Report each line of the entries below that contains the word "instance".
* START TASK DATA *
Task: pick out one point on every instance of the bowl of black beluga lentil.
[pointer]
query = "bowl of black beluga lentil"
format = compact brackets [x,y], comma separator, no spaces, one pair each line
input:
* END TASK DATA *
* START TASK DATA *
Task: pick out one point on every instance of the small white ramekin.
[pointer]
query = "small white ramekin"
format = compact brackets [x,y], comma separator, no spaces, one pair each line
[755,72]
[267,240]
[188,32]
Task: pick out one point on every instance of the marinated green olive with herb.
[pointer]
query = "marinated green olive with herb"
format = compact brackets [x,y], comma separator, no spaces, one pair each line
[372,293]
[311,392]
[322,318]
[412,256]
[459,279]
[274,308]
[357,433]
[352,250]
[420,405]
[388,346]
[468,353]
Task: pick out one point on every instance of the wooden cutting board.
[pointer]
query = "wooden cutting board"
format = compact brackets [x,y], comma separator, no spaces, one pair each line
* END TASK DATA *
--- RESPONSE TO THIS TASK ---
Task: pick out one point on every instance of the bowl of black beluga lentil.
Task: pick out one point on every instance of the small white ramekin.
Task: pick out one point on every instance of the marinated green olive with herb.
Task: pick out one point on every instance of the wooden cutting board.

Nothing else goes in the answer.